# WORK TO COMPLETE
Leave the pictures out, and retype all of the material exactly as written.
--- START ---
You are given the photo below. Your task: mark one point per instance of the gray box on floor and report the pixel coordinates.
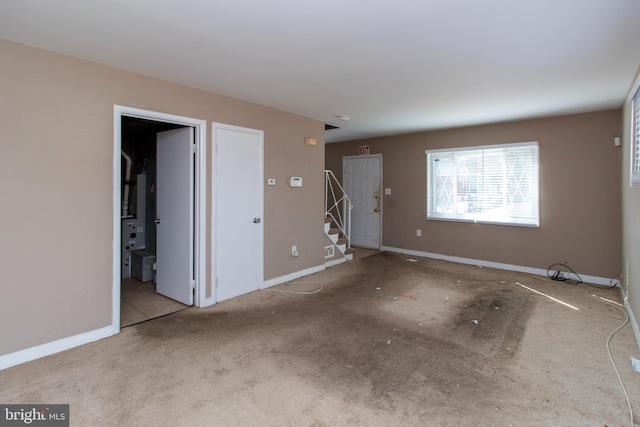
(142, 265)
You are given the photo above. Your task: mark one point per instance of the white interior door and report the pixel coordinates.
(238, 174)
(174, 214)
(362, 178)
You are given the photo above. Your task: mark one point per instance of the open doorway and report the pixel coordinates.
(139, 299)
(158, 212)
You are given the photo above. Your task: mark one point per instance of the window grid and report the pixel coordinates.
(495, 184)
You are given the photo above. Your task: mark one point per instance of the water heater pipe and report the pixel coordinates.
(127, 179)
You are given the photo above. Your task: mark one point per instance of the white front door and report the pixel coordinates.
(362, 178)
(174, 214)
(238, 186)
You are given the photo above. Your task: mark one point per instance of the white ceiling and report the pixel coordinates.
(393, 66)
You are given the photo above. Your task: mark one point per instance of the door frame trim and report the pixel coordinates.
(200, 255)
(344, 161)
(214, 204)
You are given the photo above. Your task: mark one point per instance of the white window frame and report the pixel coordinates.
(502, 215)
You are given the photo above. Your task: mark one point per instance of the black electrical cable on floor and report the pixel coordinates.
(563, 276)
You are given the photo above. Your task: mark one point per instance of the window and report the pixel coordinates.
(492, 184)
(635, 139)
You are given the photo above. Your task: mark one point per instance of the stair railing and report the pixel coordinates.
(337, 205)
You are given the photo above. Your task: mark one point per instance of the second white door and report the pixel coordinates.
(238, 211)
(174, 210)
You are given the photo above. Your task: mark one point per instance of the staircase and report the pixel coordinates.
(337, 221)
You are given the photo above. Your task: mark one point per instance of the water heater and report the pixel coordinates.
(133, 227)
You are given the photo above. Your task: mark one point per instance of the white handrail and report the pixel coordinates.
(337, 205)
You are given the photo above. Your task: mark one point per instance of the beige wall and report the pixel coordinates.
(579, 194)
(56, 166)
(630, 223)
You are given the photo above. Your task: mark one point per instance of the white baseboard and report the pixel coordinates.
(292, 276)
(53, 347)
(335, 261)
(632, 318)
(603, 281)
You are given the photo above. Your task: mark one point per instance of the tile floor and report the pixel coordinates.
(139, 302)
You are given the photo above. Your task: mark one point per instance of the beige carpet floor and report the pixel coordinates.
(389, 340)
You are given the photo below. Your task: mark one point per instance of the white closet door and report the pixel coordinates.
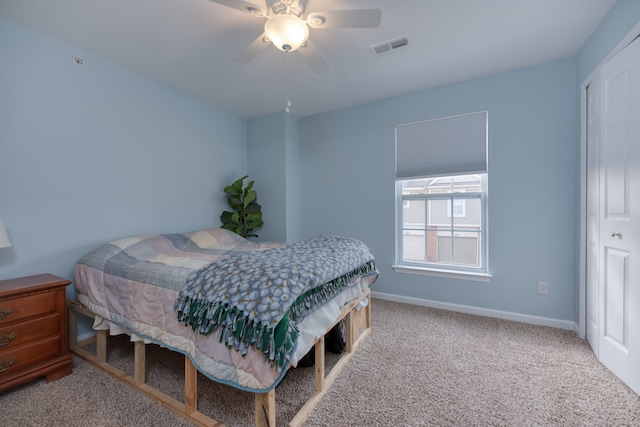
(619, 211)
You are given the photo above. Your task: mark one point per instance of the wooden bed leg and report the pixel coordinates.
(72, 329)
(266, 409)
(349, 336)
(190, 386)
(319, 364)
(139, 362)
(101, 346)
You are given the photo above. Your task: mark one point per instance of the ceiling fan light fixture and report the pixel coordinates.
(287, 32)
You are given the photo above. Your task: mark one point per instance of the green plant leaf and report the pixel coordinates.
(250, 197)
(247, 214)
(253, 207)
(255, 224)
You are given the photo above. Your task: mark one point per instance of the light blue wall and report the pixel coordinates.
(267, 167)
(96, 153)
(621, 19)
(347, 164)
(274, 166)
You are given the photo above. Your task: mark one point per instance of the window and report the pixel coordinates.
(441, 188)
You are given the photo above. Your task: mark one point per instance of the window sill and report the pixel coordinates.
(466, 275)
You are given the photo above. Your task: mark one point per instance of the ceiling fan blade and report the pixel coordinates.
(257, 46)
(313, 57)
(357, 18)
(243, 6)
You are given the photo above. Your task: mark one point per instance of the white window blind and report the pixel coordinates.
(446, 146)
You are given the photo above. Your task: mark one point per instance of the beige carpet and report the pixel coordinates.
(418, 367)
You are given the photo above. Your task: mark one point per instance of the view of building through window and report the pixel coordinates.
--- END ---
# WRITTEN RESPONSE
You are given the photo below. Your task: mark one point per instance of the gray box on floor and report the pixel coordinates.
(142, 265)
You are given the photo above. Your task: mark one point per instance of the white interior door and report the pixel coordinates.
(238, 174)
(174, 214)
(362, 178)
You are given the photo above. Your task: mark one point per instance of the open doorway and report the pixel coordinates.
(139, 299)
(158, 212)
You are given the photo above. Your task: mark one point per instance of the window grid and report the pixel coordinates.
(495, 184)
You are given the photo above. Your task: mark one point per instance of the water heater pipe and report the pixel coordinates.
(127, 179)
You are given the photo above. Your task: mark one point per instance of the white front door and report the pixel coordinates.
(362, 178)
(174, 214)
(238, 186)
You are given the photo above. Your task: mark one point per instance of the white ceiling and report the pixel coordinates.
(393, 66)
You are given the photo above. Your task: mark one point per instance of the door frame trim and report the pixel coordinates.
(200, 255)
(344, 161)
(214, 204)
You are given the photo above. Your task: mark one point per instance of the white window frame and report the pixel coordinates.
(502, 215)
You are given the photo above. Your task: mark one point per instance of the black electrical cable on floor and report the pixel coordinates.
(563, 276)
You are given the photo above. Your task: mark one point per instance of the window and report the pixel coordinates.
(492, 184)
(635, 139)
You are given the photo above. Your task: mark one point per instance of the stair railing and report the pixel coordinates.
(337, 205)
You are given the photo above. Your task: mark one point per instance of the second white door and report the pixel coordinates.
(238, 211)
(174, 210)
You are given the photo above. Your task: mark one point per instance of the staircase and report the pixel coordinates.
(337, 221)
You are given the photo above. Your task: mark one point per instance of the water heater and report the pixel coordinates.
(133, 227)
You are given the photo above. Your task: mark one point per instance of the white handrail and report the pixel coordinates.
(337, 205)
You are given the photo above. Your task: mark one point per instance of the beige wall and report the pixel coordinates.
(579, 194)
(56, 166)
(630, 223)
You are given the photo above. Your task: mark one point per instance of the white baseboard and report the pixel coordinates.
(292, 276)
(53, 347)
(335, 261)
(632, 318)
(603, 281)
You are given the photo above. Your task: mark one point per instance of the tile floor and report the pixel coordinates.
(139, 302)
You are given the photo above. Your task: mark one point per instance of the beige carpet floor and report the pixel coordinates.
(389, 340)
You are given the photo below. Your task: mark one point per instance of the white closet door and report the pixel coordinates.
(619, 211)
You are given the photo above. Your task: mark one point per instance of the wooden bed leg and report the pixel coordinates.
(72, 329)
(266, 409)
(349, 336)
(190, 386)
(319, 364)
(139, 362)
(101, 346)
You are given the photo above. Your task: mark one point per instance of the ceiling fan light fixture and report the pixel coordinates.
(287, 32)
You are given the photo above. Your task: mark one point per instance of the green plant leaf and report the pixel coordinates.
(250, 197)
(247, 214)
(253, 207)
(255, 224)
You are given the photo above. Your task: mark one point per instance of the light blue wall and report the pixel coordinates.
(267, 167)
(96, 153)
(621, 19)
(347, 164)
(274, 166)
You are given the photo above. Your task: mark one point per instance of the window and report the pixel coordinates.
(441, 188)
You are given the photo above. Your task: mark one point per instance of the window sill and report the pixel coordinates.
(466, 275)
You are given the photo above. Your task: mark one point per instance of the ceiling fan blade and report the pixel coordinates.
(257, 46)
(313, 57)
(357, 18)
(243, 6)
You are given the photo above. Your task: mark one point per instance of the white window blind and report the pixel coordinates.
(446, 146)
You are given the photo above. Your task: mark one point per instance of the beige carpet and report the pixel coordinates.
(418, 367)
You are given the photo above. Your task: mark one point per instance of the view of building through window and report the pixel coordinates.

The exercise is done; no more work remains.